## Your goal
The answer is a number and only a number: how many lines of the data include the string "paint"?

## Data
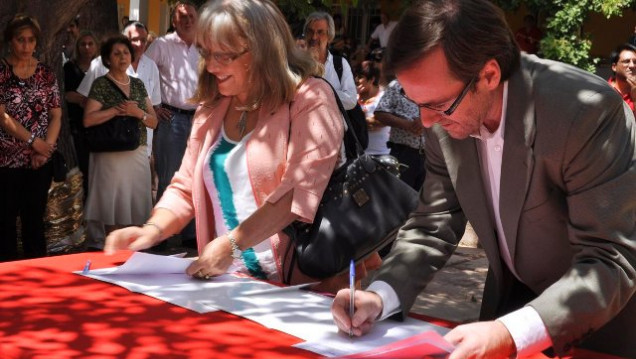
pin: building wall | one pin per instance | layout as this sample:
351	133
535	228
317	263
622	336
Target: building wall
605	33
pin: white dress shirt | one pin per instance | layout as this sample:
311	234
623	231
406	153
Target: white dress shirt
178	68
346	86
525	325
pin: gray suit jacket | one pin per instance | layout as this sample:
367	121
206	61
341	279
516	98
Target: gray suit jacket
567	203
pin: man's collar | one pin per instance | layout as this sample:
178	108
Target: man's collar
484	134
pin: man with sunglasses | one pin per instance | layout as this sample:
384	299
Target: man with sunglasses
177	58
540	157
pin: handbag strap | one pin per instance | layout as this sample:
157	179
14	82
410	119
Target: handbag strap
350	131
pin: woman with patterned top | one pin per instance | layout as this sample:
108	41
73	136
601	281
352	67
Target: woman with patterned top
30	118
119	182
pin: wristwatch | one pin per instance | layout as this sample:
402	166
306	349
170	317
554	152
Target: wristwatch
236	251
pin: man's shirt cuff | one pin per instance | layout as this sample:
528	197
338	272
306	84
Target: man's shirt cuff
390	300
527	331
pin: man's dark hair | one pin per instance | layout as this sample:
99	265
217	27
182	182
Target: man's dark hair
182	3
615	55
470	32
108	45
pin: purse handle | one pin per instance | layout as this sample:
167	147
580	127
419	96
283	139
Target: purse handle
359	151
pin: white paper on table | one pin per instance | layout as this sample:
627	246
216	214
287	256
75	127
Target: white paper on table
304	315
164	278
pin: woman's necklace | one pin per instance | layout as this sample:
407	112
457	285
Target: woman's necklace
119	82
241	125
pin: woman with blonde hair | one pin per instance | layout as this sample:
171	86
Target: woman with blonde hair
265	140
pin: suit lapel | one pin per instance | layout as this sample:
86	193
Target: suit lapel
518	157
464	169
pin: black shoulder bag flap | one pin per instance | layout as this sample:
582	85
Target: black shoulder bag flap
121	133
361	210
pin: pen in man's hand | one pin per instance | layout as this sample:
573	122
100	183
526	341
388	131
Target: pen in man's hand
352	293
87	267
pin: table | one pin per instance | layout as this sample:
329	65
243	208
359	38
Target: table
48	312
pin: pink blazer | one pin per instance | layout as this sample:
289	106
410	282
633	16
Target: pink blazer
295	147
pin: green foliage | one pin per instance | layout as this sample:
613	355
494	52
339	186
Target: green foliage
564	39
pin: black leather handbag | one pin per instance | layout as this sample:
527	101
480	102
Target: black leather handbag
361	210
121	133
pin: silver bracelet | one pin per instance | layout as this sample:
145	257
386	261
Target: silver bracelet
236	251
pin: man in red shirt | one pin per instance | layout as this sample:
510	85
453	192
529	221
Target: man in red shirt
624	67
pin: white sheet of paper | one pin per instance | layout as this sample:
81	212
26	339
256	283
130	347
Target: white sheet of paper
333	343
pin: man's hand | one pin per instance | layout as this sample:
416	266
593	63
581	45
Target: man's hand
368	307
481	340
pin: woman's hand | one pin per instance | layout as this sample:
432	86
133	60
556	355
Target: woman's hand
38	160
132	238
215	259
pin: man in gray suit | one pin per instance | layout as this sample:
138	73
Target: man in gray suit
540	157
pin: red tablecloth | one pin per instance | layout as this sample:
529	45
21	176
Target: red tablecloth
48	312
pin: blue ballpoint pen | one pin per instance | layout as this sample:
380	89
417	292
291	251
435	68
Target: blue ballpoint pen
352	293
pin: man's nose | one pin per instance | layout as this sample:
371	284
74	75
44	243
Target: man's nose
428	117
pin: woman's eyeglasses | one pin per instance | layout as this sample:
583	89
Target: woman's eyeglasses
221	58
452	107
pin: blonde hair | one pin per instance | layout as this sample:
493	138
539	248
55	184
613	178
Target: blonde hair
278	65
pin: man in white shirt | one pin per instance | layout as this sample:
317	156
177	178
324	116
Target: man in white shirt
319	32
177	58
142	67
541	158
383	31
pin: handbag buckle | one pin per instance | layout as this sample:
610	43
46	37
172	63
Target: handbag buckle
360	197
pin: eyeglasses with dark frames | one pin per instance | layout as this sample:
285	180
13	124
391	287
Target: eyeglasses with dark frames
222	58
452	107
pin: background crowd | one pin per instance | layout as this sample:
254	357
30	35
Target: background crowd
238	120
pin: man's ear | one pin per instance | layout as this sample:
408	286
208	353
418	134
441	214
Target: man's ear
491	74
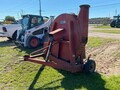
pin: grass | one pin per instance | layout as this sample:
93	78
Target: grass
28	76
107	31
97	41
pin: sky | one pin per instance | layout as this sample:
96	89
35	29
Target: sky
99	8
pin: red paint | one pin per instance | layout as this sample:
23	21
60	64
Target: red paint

## Response box
2